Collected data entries
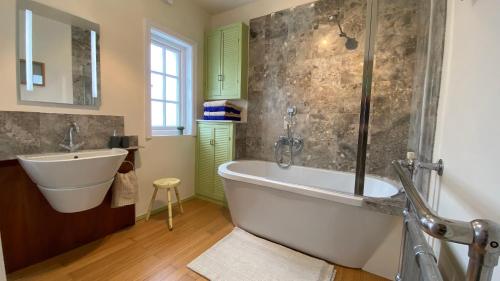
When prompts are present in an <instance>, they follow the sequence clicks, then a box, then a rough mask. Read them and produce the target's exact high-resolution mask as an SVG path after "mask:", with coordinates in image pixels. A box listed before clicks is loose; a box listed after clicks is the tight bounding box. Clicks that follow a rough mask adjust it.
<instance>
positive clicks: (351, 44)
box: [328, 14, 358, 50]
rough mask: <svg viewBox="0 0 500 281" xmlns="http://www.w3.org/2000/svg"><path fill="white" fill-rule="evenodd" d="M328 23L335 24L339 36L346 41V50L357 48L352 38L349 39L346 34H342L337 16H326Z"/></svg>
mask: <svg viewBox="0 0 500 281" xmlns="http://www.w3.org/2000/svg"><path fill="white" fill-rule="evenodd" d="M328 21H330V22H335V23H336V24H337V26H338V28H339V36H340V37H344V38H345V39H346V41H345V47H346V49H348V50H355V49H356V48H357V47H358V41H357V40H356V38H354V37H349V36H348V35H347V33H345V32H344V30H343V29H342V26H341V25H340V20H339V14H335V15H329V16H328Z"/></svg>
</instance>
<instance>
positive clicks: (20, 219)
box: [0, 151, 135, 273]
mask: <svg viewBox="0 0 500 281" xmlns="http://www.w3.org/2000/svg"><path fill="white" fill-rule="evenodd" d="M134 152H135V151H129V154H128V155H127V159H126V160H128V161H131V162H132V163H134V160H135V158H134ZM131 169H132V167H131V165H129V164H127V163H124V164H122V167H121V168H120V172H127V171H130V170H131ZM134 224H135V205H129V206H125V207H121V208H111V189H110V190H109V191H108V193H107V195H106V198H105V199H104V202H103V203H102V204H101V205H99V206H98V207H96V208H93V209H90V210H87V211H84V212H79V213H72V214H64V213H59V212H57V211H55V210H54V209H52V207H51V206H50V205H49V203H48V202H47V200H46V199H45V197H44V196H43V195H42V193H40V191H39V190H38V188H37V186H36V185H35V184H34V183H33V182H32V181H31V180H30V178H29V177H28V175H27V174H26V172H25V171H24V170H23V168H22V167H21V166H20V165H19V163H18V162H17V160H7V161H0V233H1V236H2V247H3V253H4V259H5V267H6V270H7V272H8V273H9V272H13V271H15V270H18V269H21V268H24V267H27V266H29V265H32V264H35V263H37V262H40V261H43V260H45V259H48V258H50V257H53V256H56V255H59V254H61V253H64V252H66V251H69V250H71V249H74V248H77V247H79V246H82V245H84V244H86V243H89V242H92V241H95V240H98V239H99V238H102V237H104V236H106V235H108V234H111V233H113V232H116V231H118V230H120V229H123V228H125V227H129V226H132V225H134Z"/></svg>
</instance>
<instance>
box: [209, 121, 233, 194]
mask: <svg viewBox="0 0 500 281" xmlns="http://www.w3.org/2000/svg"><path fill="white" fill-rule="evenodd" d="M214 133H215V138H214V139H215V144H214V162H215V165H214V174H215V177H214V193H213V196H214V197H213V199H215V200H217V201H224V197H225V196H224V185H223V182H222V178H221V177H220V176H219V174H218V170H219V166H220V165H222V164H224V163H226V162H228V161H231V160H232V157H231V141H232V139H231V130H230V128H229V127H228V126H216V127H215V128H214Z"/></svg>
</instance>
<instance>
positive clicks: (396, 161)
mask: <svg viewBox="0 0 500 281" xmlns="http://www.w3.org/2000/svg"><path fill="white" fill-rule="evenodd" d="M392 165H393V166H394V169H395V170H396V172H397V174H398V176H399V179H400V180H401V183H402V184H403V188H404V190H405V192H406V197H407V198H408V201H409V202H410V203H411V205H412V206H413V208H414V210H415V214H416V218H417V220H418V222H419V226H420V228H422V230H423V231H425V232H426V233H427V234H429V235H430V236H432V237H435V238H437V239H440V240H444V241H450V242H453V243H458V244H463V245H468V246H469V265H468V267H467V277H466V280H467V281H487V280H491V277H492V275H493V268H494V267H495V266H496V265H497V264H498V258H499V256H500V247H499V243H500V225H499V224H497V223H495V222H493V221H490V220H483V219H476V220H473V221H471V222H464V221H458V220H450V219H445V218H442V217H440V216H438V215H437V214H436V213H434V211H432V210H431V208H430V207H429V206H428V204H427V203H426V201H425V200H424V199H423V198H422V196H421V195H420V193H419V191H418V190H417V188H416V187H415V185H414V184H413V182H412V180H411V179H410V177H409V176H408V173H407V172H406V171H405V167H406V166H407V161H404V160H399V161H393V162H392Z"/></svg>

#### [Problem statement]
Only one thing is wanted here, an exact copy of the lines from the first line above through the line containing "box: [328, 14, 358, 50]", minus any picture.

#### [Solution for this exercise]
When prompts are present in an <instance>, they follow the sequence clicks, then a box, then a rough mask. Read them and produce the target's exact high-resolution mask as an SVG path after "mask:", with coordinates in image pixels. A box listed before clicks is loose; a box listed after clicks is the tight bounding box. Clicks that follow a rough mask adjust it.
<instance>
positive clicks: (351, 44)
box: [328, 14, 358, 50]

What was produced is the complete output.